• Instructions for the task:
Where does the word "target" show up in the records? Copy every line that holds it.

*** Opening Information provided ***

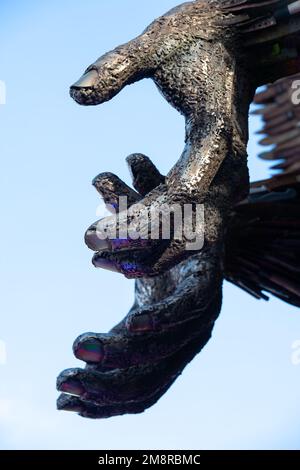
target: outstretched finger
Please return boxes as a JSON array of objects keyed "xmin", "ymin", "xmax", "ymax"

*** Closing Information provided ***
*** Opening Information provided ***

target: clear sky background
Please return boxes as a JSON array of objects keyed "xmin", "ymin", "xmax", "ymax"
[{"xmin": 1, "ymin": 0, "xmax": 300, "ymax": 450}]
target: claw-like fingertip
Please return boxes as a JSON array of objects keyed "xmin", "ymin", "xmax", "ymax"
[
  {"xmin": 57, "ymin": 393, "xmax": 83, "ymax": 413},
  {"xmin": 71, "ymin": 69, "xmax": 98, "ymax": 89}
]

*** Closing Information provided ***

• Answer section:
target: outstretched finger
target: clear sky background
target: claw-like fingertip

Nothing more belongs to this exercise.